Copy the data below word for word, leaving out the pictures.

--- Task material ---

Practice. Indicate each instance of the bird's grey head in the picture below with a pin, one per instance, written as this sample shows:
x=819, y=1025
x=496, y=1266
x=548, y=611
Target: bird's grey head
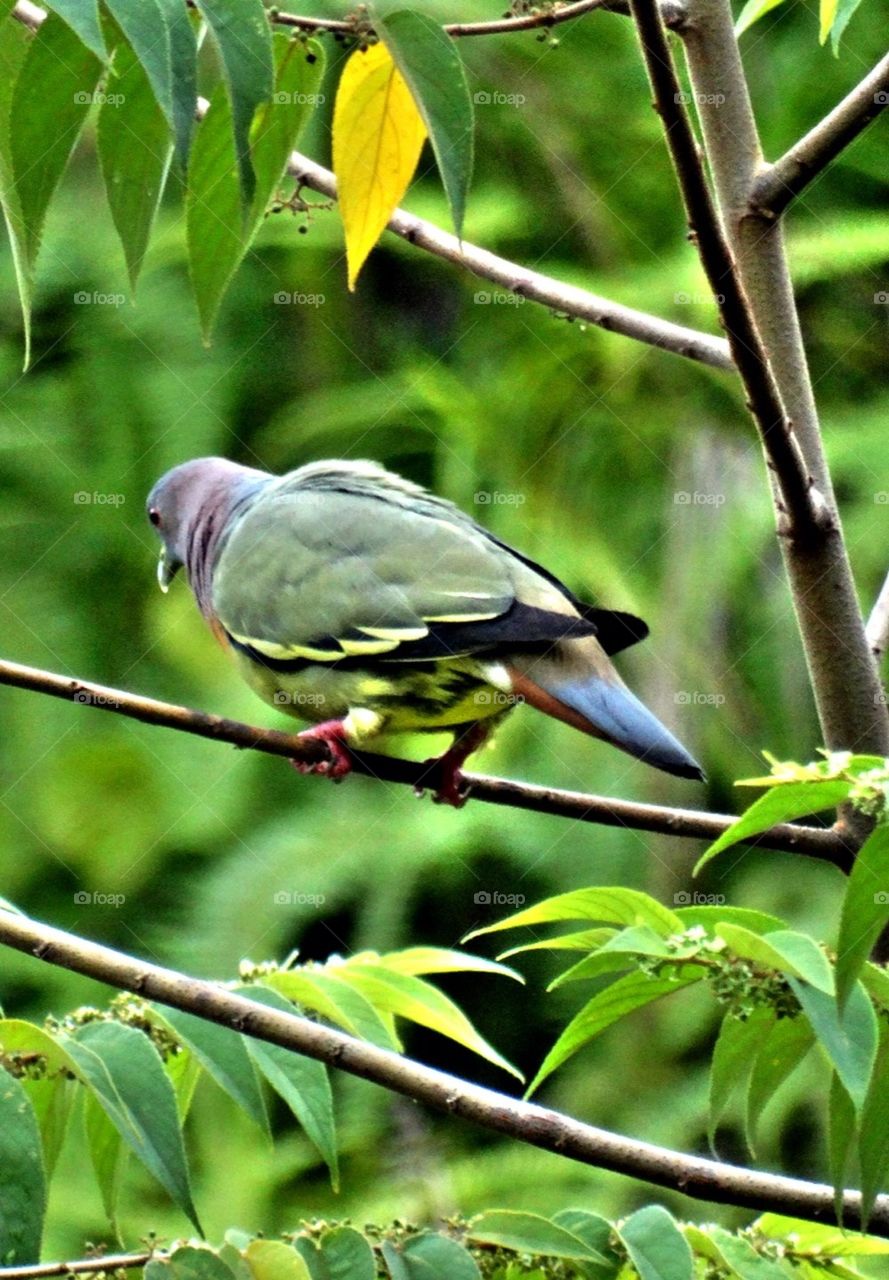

---

**Correct output**
Practice. Indicate each instance of the bird's grey head in the picture below with a pin, one per instance, written as this sample shows:
x=819, y=1025
x=496, y=1266
x=548, y=611
Target: bird's grey head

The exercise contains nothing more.